**Task to complete:** Copy the listing below line for line, leaving out the pictures.

**Entries:**

■ ■ ■ ■ ■ ■ ■

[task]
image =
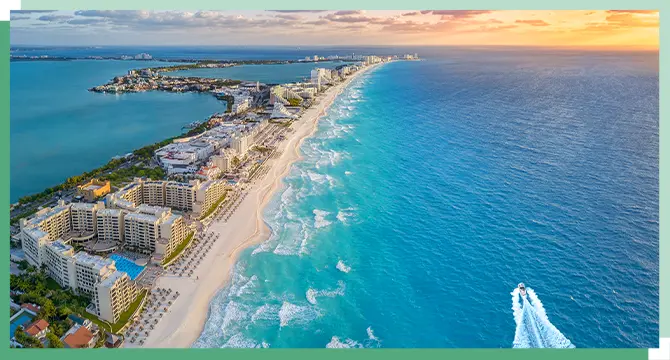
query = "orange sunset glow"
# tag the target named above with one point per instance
(559, 28)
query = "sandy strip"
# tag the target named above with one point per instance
(185, 319)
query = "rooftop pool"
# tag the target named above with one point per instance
(127, 265)
(23, 319)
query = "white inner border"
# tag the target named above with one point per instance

■ ■ ■ ■ ■ ■ ■

**Solution:**
[task]
image =
query = "orange sunset glow"
# tag the target named above with one point per instance
(559, 28)
query = "sandy strip"
# tag the target named above with one point per instance
(185, 319)
query = "rooftop pool"
# tag the target named above with one point per instance
(127, 265)
(23, 319)
query = "white inner border"
# tag the target named above with one point per instance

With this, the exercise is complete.